◆ **Task instructions**
A) From the mailing-list reply, output the passage from "The only difficulty" up to and including "clearly stated question.".
B) Translate this sentence from the mailing-list reply into Spanish: "On the other hand, votes need to be tied to bodies to prevent ballot-stuffing."

The only difficulty I see here is how to handle votes. Discussions can be
by anonymous entities, indeed this is probably a constitutional right in
the US (and while the US constitution is not applicable to a private body,
it would be sad to be consciously constructing a body intended to be
*less* supportive of basic human rights than the US government). On the
other hand, votes need to be tied to bodies to prevent ballot-stuffing.
> I don't agree with the entire "Sergeant-at-arms" concept. If there is
> someone who is to be sanctioned, then that should be the decision of
> the entire GA, made openly and on a clearly stated question.
So long as the Sergeant at arms announces decisions in real time, and has
written procedures to go by, and can be removed for misbehavior, by the GA
as a whole, I think this may be tolerable if there is an official and
complete archive of the uncensored list (see below).
> > ACCESS TO UNFILTERED LIST
> > -------------------------
> > There exists an open list that can be subscribed to: email@example.com.

◆ **Dataset content**

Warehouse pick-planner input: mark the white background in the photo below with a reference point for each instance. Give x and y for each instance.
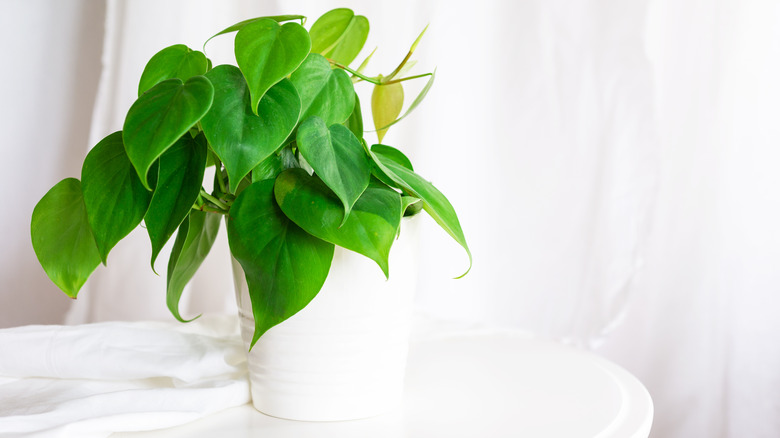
(614, 165)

◆ **Responses for each task**
A)
The only difficulty I see here is how to handle votes. Discussions can be
by anonymous entities, indeed this is probably a constitutional right in
the US (and while the US constitution is not applicable to a private body,
it would be sad to be consciously constructing a body intended to be
*less* supportive of basic human rights than the US government). On the
other hand, votes need to be tied to bodies to prevent ballot-stuffing.
> I don't agree with the entire "Sergeant-at-arms" concept. If there is
> someone who is to be sanctioned, then that should be the decision of
> the entire GA, made openly and on a clearly stated question.

B) Por otro lado, los votos deben estar vinculados a personas reales para evitar el relleno fraudulento de urnas.